• WHAT YOU WILL DO: Can you write out the lines again, starting with the line containing "Can you find the vegetation" and going on through the line containing "[[127, 216], [40, 220], [384, 220]]", and switch "vegetation" to "greenery" while leaving everything else unchanged?

(Coordinate annotation data)
..............................

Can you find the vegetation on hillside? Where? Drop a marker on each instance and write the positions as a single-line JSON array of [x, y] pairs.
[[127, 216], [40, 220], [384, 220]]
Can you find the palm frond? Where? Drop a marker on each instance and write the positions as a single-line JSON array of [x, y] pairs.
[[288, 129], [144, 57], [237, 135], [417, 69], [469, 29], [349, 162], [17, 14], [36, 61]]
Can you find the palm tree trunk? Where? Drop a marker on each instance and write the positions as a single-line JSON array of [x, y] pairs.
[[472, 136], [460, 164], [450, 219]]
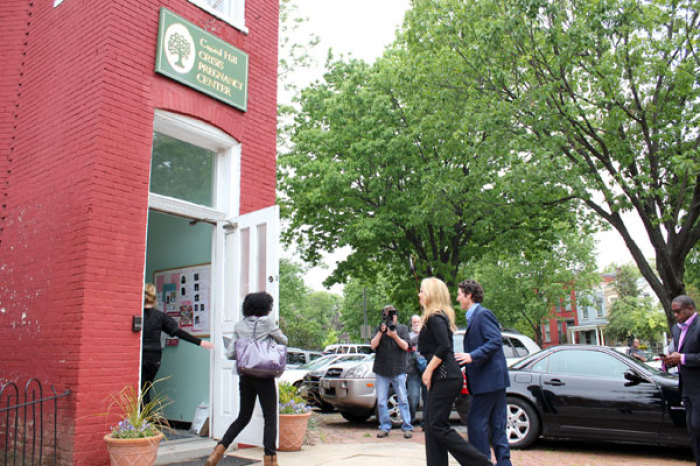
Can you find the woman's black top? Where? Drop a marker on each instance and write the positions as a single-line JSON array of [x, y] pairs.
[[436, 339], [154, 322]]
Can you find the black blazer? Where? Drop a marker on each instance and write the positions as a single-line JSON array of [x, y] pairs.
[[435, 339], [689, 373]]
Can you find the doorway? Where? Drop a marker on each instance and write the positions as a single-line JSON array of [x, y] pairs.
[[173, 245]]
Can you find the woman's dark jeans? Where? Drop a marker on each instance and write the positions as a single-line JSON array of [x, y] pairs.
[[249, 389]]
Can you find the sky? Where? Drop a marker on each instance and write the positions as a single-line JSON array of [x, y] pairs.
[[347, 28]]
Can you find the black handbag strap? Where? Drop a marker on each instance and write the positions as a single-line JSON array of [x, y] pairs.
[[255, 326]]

..............................

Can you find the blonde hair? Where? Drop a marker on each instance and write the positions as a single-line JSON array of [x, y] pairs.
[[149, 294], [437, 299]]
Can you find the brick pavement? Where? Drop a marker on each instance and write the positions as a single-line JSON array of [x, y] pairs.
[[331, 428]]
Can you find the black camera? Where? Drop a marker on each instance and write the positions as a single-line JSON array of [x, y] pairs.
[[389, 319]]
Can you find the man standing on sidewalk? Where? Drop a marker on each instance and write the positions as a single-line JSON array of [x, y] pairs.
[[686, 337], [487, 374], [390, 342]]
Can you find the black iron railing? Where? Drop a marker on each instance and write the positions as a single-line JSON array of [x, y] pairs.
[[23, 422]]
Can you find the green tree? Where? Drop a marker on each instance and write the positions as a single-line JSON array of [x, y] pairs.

..............................

• COMPLETED TASK:
Can you find the greenery on hillside? Where? Drop a marker on each instance and write the positions as a single-line JSON array of [x, y] pairs.
[[127, 216], [40, 220], [384, 220]]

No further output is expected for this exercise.